(Part of a data file)
>> Begin
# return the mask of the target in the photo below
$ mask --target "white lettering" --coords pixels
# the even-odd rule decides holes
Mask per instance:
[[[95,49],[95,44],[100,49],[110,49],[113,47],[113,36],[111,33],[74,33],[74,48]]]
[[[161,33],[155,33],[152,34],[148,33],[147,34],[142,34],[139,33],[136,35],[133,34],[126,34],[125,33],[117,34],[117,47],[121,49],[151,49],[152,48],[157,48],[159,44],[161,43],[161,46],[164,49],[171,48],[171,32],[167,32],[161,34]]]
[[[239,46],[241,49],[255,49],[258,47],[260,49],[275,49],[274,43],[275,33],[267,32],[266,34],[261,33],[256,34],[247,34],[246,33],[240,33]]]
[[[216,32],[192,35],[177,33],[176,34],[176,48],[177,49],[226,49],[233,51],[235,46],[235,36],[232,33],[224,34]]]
>> End
INSTRUCTIONS TO FOLLOW » Rewrite the listing above, replacing "white lettering" with "white text" and keeping every other line unchanged.

RESULT FOR THIS EXERCISE »
# return the mask of the target in the photo below
$ mask --target "white text" --coords pixels
# the even-odd rule decides holes
Mask per instance:
[[[95,49],[95,44],[100,49],[110,49],[113,47],[113,36],[111,33],[74,33],[74,48]]]
[[[161,33],[155,33],[152,34],[148,33],[147,34],[142,34],[139,33],[136,35],[133,34],[126,34],[125,33],[117,34],[117,47],[121,49],[151,49],[152,48],[157,48],[159,44],[161,43],[161,46],[164,49],[171,48],[171,32],[167,32],[161,34]]]
[[[239,46],[241,49],[255,49],[258,47],[260,49],[275,49],[274,43],[275,33],[267,32],[266,34],[261,33],[256,34],[247,34],[246,33],[240,33]]]
[[[216,32],[192,35],[177,33],[176,34],[176,48],[177,49],[226,49],[233,51],[235,46],[235,36],[232,33],[224,34]]]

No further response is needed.